_SOURCE:_
Being able to provide free programs for youth has been made possible through the nearly 2000 participants that have taken part in Girls on Boards “Pay-it-Forward” SUP tours and lessons held throughout the summer.

Empowering Foundations

Essential to the success of youth programs is those who support them.

“That feeling they get when they stand up and have success on a board, they will never forget it,” Girls on Boards founder Mia Lockhart says. “They can always go back to it in their memories and that is a start of embodying their power”.

Certified Girls on Boards Leaders is a program offered by the organization to provide women in various communities the opportunity to go through leadership courses to run board sports start-ups in their local community.

_PROVIDED INFORMATION:_
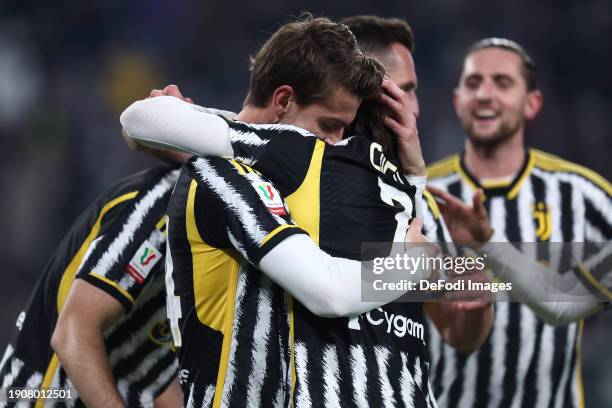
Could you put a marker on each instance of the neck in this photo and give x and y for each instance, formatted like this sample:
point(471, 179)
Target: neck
point(253, 114)
point(502, 160)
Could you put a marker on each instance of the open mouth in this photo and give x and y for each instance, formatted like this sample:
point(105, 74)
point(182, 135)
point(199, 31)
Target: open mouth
point(485, 114)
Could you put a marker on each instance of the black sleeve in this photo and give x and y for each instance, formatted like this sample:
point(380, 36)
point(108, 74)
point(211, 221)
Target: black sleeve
point(236, 207)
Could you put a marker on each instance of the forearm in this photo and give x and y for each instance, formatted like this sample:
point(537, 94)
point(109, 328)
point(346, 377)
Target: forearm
point(82, 353)
point(168, 123)
point(532, 283)
point(465, 330)
point(328, 286)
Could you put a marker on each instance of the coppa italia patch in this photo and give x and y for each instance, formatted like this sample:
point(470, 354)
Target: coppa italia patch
point(143, 262)
point(270, 197)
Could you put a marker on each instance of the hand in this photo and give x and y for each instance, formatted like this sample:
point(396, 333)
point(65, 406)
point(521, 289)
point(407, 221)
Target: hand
point(402, 121)
point(170, 90)
point(467, 225)
point(468, 299)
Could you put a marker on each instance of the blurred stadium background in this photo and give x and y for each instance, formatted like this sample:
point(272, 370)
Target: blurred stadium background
point(68, 68)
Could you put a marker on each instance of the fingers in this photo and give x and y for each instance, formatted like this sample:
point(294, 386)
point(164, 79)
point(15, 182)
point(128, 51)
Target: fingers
point(448, 198)
point(478, 202)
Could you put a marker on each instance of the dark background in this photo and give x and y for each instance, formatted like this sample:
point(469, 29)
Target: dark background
point(68, 68)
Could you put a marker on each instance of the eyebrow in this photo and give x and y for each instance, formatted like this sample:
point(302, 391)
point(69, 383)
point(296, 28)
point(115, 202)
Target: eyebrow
point(408, 86)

_TASKS TO CARRY OUT:_
(A) Convert the listing lines between the one holding "Could you put a marker on each instance of the forearm" and the one holding "point(328, 286)", inclusive, into a Markdown table with a Row column for the row number and a Line column for the line itself, leaving out blank lines.
(B) Carry on the passage about the Girls on Boards youth programs from its final sentence.

_RESPONSES TO THE TASKS:_
(A)
| Row | Line |
|---|---|
| 1 | Could you put a marker on each instance of the forearm in this photo and give x and y for each instance, formatted like this sample: |
| 2 | point(537, 94) |
| 3 | point(109, 328) |
| 4 | point(346, 377) |
| 5 | Target: forearm |
| 6 | point(82, 353) |
| 7 | point(168, 123) |
| 8 | point(532, 283) |
| 9 | point(465, 330) |
| 10 | point(328, 286) |

(B)
Aligning programming with the mission “Love your Body, Trust your Core, Feel your Power,” Ros says the organization is expanding outside of Nova Scotia with women looking to start their own group of boarders who share these same values. Some of the areas of operation Girls on Boards Leaders are making strides in include Napanee Ontario, Miramichi New Brunswick, and Sutherland Scotland.

Programming offered throughout the 2024 summer season from Girls on Boards is stand up paddle-board tours in Halifax and Cape Breton, as well as private skateboard lessons and a Learn-to Surf Weekend which gives youth 4 free lessons including full-day rentals which are available in partnership with East Coast Surf School and supported by Canadian Tire Jumpstart.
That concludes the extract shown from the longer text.